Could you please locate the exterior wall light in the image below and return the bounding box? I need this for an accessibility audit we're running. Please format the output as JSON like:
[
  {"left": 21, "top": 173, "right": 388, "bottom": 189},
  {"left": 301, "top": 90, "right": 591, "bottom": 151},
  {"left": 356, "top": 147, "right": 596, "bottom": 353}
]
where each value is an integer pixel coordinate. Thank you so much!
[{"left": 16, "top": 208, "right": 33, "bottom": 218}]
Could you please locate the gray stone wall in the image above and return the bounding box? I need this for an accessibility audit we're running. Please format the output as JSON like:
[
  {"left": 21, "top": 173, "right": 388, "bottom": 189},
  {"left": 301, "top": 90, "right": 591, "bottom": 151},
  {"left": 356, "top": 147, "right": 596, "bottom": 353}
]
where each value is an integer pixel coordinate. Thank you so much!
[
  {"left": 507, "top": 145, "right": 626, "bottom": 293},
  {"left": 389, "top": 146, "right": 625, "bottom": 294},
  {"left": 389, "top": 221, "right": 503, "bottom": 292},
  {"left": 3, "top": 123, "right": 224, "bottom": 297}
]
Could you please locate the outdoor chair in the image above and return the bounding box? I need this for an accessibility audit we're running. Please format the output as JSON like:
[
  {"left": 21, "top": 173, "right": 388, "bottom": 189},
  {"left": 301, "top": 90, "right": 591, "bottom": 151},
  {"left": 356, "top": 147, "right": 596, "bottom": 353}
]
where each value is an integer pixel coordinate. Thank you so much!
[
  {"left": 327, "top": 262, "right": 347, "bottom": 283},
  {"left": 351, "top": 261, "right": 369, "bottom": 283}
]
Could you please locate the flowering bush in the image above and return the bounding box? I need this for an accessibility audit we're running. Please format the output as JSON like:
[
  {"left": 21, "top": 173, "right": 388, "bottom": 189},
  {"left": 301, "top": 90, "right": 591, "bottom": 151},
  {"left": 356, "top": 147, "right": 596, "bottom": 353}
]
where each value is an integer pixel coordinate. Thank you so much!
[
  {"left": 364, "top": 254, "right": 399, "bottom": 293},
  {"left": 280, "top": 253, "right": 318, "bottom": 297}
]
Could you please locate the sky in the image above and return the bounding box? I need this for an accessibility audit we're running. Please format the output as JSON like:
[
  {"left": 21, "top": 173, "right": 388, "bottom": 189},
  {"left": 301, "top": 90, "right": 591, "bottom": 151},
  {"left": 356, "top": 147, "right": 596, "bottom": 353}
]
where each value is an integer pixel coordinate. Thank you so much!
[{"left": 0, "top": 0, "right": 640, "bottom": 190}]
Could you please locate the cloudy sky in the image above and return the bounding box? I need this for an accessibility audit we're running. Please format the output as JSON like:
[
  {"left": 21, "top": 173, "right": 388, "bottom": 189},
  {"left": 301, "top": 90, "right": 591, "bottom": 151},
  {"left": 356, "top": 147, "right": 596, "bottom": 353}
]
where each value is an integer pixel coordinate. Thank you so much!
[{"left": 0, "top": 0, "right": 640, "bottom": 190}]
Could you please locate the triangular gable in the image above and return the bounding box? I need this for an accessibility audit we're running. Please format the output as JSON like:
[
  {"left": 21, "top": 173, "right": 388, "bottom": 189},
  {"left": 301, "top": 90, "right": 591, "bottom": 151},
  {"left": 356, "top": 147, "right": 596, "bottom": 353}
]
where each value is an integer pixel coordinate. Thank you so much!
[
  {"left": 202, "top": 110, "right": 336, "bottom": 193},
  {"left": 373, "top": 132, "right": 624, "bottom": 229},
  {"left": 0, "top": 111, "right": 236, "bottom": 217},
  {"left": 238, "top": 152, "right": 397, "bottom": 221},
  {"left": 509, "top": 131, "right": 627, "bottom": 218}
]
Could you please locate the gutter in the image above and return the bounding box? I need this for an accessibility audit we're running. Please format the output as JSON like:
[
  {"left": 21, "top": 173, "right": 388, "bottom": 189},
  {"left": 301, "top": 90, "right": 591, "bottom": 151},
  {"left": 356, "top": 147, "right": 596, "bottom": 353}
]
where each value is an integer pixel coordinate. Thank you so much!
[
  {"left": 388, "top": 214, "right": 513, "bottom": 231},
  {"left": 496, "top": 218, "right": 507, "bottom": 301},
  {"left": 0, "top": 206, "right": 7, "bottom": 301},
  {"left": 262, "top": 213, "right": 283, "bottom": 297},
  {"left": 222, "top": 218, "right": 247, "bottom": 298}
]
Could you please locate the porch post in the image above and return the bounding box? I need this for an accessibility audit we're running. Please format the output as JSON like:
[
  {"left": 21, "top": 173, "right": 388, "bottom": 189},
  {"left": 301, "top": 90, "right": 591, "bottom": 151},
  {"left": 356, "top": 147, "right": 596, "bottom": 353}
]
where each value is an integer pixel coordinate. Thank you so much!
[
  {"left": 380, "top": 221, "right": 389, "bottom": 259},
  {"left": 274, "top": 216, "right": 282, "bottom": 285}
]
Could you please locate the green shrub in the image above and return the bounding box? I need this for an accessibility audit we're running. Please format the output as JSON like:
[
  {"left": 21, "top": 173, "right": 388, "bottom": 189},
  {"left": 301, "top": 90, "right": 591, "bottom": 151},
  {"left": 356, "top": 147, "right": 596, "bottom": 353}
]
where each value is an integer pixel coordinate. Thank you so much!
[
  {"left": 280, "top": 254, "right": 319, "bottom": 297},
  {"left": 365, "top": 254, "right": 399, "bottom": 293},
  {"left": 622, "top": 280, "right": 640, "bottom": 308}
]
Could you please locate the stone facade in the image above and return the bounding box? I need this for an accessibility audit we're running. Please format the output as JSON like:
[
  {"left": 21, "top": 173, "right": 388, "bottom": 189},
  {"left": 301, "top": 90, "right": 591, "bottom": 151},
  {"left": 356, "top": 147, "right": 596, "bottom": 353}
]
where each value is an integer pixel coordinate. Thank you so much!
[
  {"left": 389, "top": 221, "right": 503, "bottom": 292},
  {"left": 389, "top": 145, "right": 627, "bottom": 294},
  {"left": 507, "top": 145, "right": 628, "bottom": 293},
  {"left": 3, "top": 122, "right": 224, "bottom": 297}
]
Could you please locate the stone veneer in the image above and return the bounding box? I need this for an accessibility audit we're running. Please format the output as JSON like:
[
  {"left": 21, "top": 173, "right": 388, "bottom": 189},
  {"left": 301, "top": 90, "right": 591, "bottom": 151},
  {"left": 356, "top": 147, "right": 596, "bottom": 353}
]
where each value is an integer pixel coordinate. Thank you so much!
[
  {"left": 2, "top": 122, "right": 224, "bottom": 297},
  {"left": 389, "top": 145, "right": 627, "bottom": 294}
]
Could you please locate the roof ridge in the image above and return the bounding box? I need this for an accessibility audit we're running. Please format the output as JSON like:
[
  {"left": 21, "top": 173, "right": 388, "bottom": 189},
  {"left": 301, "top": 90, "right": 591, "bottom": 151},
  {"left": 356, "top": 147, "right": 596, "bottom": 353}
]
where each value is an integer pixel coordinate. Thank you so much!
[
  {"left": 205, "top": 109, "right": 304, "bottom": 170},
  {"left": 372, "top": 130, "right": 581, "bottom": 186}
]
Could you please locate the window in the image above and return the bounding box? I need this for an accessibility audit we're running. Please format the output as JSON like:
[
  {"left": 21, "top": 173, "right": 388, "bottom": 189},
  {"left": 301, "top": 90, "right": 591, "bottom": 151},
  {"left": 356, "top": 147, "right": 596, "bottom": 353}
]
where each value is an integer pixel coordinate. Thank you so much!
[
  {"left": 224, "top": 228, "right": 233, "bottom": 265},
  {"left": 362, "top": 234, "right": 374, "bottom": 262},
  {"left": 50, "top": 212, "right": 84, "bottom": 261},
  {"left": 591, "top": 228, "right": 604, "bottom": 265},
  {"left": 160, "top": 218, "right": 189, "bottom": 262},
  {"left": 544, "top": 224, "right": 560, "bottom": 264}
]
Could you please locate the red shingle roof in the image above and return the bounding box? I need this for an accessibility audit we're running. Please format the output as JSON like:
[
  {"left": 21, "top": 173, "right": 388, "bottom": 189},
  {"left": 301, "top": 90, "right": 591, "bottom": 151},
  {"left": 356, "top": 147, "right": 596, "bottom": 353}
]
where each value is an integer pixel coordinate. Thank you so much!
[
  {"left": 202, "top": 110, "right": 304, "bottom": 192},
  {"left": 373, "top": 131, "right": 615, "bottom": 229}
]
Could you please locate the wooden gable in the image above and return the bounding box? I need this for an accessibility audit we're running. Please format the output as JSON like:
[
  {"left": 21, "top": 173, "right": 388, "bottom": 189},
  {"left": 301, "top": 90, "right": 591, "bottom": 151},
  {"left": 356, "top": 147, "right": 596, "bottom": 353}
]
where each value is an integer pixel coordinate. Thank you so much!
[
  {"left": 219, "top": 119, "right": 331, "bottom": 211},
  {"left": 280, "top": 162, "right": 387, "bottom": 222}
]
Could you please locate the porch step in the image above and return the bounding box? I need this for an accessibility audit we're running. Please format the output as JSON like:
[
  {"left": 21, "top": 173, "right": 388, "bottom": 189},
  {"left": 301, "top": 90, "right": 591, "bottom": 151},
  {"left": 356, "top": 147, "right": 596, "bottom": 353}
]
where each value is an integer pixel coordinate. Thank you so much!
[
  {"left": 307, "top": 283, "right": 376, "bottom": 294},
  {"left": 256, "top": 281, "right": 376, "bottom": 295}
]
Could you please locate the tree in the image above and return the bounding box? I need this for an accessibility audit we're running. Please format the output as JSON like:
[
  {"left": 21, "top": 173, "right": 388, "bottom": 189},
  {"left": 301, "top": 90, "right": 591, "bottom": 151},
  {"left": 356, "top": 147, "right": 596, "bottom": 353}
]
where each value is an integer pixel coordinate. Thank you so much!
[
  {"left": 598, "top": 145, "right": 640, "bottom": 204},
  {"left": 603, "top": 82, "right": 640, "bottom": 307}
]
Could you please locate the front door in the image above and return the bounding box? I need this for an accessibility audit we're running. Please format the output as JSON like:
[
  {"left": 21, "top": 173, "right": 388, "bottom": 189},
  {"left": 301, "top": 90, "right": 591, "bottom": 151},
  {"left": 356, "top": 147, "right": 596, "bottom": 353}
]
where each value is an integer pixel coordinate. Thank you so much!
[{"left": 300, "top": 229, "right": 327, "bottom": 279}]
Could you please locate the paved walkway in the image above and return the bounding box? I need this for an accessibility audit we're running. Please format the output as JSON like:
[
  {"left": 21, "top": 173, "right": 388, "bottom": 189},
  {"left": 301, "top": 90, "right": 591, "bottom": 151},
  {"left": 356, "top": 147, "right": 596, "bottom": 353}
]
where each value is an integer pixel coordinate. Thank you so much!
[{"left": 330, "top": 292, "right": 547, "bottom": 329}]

● ● ●

Please copy the listing above word for word, starting at the line that contains "Could you please locate the paved" and continuing through the end of the listing.

TASK RESPONSE:
Could you please locate the paved walkway in the image above and return the bounding box? I need this for an accessibility audit we're running. Please format the output as JSON like:
[
  {"left": 21, "top": 173, "right": 388, "bottom": 189},
  {"left": 301, "top": 90, "right": 591, "bottom": 151},
  {"left": 356, "top": 147, "right": 596, "bottom": 353}
]
where each value is an integer pixel coordinate. Thank you so much!
[{"left": 330, "top": 292, "right": 547, "bottom": 329}]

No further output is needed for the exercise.